**What you should do:** Go through the listing and copy each line that has the string "graphic" in it.

**Listed entries:**
=== Section Start ===

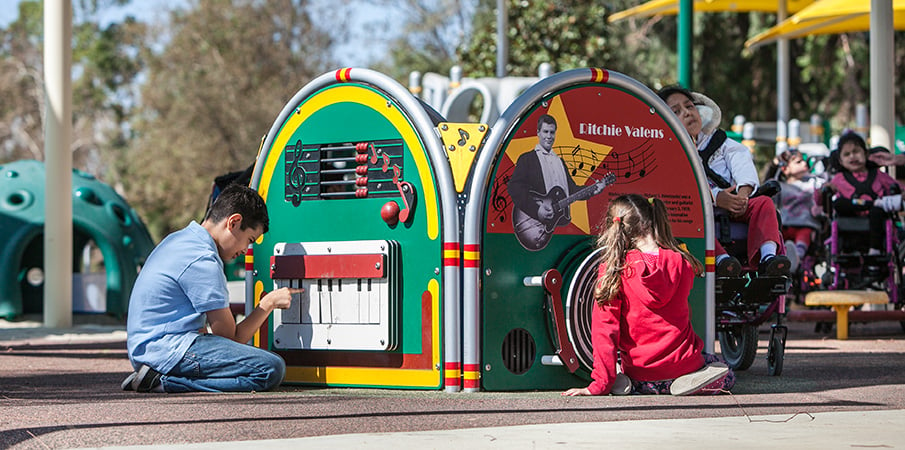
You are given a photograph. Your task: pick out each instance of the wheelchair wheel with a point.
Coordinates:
(738, 345)
(775, 354)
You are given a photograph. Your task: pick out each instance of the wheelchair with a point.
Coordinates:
(744, 303)
(848, 266)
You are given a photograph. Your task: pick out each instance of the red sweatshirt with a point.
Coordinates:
(648, 322)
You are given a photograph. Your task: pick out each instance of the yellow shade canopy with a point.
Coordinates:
(671, 7)
(827, 17)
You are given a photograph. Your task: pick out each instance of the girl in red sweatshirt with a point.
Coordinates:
(642, 311)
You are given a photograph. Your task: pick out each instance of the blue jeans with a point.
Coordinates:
(217, 364)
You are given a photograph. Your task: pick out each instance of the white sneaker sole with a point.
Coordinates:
(693, 382)
(622, 385)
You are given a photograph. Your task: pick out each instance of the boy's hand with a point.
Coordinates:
(574, 392)
(730, 201)
(280, 298)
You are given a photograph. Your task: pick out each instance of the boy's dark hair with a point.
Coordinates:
(835, 164)
(666, 91)
(854, 138)
(546, 118)
(243, 200)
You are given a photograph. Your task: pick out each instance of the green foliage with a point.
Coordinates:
(105, 65)
(213, 91)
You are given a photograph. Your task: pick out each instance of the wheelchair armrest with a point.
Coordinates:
(768, 188)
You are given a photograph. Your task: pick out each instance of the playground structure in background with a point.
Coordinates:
(110, 243)
(399, 225)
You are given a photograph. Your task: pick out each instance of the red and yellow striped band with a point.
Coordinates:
(599, 75)
(451, 375)
(472, 376)
(451, 254)
(344, 75)
(472, 255)
(250, 259)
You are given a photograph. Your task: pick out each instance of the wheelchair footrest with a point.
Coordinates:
(754, 291)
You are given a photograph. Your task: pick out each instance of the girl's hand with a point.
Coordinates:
(574, 392)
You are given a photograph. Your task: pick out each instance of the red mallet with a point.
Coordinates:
(390, 213)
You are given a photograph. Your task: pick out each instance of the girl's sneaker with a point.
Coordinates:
(696, 382)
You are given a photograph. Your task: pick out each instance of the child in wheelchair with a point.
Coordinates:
(734, 184)
(860, 201)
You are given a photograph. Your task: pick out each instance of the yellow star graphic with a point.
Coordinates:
(564, 138)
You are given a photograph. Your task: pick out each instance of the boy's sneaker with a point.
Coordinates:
(729, 267)
(146, 379)
(127, 383)
(792, 254)
(622, 385)
(695, 382)
(775, 266)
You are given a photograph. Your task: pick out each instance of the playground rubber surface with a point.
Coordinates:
(60, 389)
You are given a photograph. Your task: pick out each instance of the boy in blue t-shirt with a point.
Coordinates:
(181, 286)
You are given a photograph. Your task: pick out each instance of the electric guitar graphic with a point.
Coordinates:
(534, 234)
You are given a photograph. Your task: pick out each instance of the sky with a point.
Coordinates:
(354, 54)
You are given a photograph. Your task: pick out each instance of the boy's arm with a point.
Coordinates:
(223, 324)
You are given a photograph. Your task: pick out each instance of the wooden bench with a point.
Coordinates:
(842, 301)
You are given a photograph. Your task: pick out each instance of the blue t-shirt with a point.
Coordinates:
(182, 279)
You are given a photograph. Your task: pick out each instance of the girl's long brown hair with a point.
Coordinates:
(629, 218)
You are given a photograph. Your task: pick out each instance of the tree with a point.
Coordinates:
(104, 65)
(211, 93)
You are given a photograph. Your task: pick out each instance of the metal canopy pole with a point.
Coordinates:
(882, 73)
(502, 51)
(782, 83)
(685, 42)
(58, 161)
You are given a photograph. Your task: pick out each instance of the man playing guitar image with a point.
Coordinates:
(541, 189)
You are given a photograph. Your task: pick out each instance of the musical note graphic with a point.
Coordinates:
(629, 165)
(463, 138)
(499, 195)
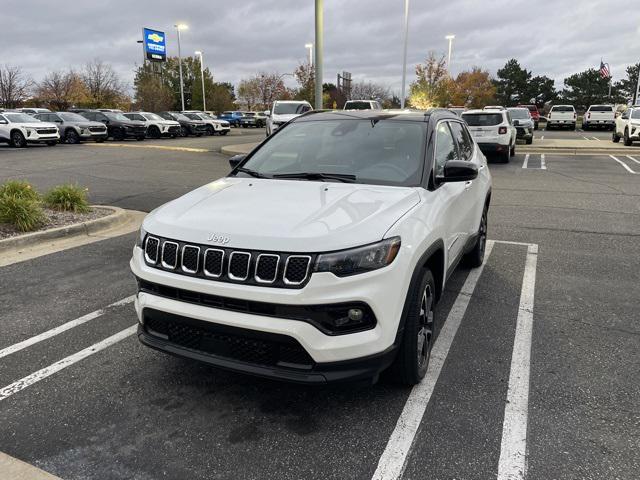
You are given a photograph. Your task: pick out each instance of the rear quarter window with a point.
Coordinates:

=== Section End ===

**Written answer:**
You are given a photograph. Your task: pick out each instance of the yellow star graphic with a point.
You are given a photograph. Your task: pick out each instance of the electric guitar graphic with a point.
You are given a photograph. Your task: pick out each instance of the musical note graphic with a point.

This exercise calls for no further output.